You may have heard Chicago singer/actor/songwriter Bethany Thomas somewhere… but was it on college rock radio or the classical music station? Was she singing with Robbie Fulks or Syl Johnson? With Tawny Newsome? The Mekons? Was it in a Gershwin opera? Was she fronting a Lou Reed tribute band? How bout playing Billie Holiday at a midwestern dinner theater? Perhaps it was with the Bloodshot Records via Muscle Shoals project Jon Langford’s Four Lost Souls? Or maybe some drag show you ended up at one night.
Yes. These are all correct. And you remember that drag show now, don’tcha.
Point is- Bethany Thomas is a motherf**king shapeshifter and she’s ready to unleash some sounds that only she can make.
In hopes to combine and amplify her seemingly boundless instrument, penchant for theatricality, and pure love of rock ‘n’ roll, BT started writing and performing her own music about a decade ago after getting tired of feeling relegated to singing the supporting or sassy parts of other people’s songs. 2017 saw the self release of her First EP- a catchy but unassuming collection of torch songs written and arranged with producer John Szymanski.
Though the musical styles range from folk to soul to rock and back again, Bethany’s colorful, fiercely deployed vocals create a unified sound with an undeniably palpable emotional edge.

DATASET EXTRACT:

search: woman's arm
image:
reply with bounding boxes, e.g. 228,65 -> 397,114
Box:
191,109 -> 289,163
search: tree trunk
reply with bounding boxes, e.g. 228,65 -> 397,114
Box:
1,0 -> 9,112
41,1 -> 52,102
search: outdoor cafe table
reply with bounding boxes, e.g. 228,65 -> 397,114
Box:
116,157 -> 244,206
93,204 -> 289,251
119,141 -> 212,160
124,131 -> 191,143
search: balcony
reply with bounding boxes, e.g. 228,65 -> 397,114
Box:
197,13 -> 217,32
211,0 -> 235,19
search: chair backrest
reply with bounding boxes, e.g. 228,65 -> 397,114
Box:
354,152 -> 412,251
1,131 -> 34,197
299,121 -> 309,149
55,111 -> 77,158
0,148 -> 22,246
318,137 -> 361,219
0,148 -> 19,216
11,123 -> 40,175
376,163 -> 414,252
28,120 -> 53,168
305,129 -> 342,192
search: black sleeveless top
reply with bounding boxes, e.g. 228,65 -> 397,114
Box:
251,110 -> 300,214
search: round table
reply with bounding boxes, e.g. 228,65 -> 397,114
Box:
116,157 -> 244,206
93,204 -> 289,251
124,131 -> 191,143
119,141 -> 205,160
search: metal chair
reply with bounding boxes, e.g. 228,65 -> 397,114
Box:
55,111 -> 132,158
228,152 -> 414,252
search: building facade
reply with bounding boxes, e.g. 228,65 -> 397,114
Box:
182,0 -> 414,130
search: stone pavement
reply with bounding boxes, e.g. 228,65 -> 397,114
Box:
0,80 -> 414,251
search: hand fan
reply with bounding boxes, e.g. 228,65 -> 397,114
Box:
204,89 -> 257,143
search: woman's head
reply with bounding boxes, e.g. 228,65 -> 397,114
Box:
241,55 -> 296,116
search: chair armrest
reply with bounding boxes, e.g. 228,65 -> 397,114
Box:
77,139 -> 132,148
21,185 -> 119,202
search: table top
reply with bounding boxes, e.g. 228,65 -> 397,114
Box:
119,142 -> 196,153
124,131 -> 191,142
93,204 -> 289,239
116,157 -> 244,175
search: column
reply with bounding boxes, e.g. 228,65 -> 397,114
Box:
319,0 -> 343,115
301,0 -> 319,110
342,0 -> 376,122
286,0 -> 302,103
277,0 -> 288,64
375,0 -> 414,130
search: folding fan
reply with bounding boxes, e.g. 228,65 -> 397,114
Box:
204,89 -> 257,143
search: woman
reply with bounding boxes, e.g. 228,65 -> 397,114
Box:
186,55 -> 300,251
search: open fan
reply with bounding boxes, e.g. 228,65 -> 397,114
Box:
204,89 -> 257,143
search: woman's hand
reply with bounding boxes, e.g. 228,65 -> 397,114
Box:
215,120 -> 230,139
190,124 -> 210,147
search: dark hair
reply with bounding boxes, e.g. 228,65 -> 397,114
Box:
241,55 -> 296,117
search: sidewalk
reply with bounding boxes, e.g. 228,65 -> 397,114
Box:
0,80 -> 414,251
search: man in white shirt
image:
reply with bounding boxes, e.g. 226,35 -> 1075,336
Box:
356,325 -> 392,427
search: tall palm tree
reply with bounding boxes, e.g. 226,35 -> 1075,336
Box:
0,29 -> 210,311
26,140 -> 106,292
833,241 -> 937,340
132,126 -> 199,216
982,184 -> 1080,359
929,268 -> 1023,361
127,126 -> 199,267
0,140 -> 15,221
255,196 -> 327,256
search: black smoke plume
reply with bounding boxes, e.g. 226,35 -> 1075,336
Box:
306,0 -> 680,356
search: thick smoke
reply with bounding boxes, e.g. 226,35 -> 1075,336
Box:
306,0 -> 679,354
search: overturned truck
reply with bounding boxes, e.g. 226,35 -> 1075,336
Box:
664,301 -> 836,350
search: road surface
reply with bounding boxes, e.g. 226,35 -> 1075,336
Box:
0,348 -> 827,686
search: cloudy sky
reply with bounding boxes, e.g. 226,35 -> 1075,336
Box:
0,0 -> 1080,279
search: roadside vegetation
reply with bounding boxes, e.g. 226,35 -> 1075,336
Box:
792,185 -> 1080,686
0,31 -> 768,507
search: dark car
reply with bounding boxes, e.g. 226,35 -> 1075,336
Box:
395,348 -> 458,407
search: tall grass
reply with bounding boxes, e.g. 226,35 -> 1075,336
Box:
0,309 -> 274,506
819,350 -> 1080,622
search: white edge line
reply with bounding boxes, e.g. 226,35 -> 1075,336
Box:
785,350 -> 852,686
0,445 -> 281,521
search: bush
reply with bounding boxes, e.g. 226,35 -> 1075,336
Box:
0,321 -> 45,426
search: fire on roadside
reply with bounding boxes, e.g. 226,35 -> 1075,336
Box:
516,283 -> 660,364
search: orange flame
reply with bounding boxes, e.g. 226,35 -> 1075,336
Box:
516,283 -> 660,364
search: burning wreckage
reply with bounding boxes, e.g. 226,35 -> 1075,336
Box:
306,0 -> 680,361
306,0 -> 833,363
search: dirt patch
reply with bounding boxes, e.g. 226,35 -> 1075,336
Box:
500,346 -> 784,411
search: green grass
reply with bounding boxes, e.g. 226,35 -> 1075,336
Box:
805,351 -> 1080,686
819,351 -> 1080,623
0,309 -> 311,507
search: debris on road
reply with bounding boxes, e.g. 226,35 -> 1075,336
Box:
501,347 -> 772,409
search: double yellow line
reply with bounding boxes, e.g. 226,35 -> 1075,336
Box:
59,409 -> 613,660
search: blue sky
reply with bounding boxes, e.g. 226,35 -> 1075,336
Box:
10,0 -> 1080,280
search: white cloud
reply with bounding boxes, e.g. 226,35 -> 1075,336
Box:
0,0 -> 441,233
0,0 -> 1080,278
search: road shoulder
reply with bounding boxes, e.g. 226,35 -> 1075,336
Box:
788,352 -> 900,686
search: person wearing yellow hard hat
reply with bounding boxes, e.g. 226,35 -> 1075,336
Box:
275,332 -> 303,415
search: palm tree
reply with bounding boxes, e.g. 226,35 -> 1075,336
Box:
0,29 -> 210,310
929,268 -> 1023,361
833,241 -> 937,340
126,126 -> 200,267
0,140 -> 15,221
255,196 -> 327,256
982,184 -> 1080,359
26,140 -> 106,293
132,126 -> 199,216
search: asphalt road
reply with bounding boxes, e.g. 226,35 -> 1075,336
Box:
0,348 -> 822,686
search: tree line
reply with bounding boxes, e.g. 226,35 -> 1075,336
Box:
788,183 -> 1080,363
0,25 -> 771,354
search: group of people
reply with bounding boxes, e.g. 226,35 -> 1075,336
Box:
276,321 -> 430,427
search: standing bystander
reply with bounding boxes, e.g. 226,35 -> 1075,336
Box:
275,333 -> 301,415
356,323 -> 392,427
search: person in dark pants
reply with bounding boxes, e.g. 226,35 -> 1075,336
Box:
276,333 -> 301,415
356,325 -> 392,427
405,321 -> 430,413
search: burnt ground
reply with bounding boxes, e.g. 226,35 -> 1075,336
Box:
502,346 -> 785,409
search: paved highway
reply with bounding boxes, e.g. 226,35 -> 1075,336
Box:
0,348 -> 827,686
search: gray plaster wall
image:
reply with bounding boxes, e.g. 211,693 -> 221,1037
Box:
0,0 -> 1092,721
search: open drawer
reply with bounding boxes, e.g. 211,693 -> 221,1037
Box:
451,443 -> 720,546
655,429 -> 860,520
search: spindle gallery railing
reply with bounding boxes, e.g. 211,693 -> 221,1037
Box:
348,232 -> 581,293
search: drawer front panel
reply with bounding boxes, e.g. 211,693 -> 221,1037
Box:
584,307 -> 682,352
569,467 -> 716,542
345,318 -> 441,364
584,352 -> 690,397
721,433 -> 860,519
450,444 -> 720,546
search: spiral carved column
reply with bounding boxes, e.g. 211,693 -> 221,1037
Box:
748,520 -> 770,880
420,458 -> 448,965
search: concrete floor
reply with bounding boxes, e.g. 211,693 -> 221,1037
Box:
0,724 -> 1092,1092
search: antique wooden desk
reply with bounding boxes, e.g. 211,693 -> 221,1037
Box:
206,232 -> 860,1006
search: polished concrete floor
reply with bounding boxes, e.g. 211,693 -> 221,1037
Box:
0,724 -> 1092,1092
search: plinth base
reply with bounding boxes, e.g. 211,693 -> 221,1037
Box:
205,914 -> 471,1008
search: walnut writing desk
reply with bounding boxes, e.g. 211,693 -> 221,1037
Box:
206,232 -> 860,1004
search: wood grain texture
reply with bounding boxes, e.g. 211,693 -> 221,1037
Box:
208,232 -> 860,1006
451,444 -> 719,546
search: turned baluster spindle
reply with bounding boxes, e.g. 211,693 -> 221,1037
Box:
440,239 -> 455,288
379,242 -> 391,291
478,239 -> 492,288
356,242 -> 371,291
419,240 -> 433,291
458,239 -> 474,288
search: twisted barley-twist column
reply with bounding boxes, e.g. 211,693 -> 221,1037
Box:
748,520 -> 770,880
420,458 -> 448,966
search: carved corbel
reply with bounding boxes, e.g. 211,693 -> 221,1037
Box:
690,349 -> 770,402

WHAT TO PRODUCE: Translate this sentence from the profile of Bethany Thomas into Spanish: "Though the musical styles range from folk to soul to rock and back again, Bethany’s colorful, fiercely deployed vocals create a unified sound with an undeniably palpable emotional edge."

EXPECTED OUTPUT: Aunque los estilos musicales van del folk al soul y al rock, y de vuelta otra vez, la voz colorida y desplegada con ferocidad de Bethany crea un sonido unificado con un filo emocional innegablemente palpable.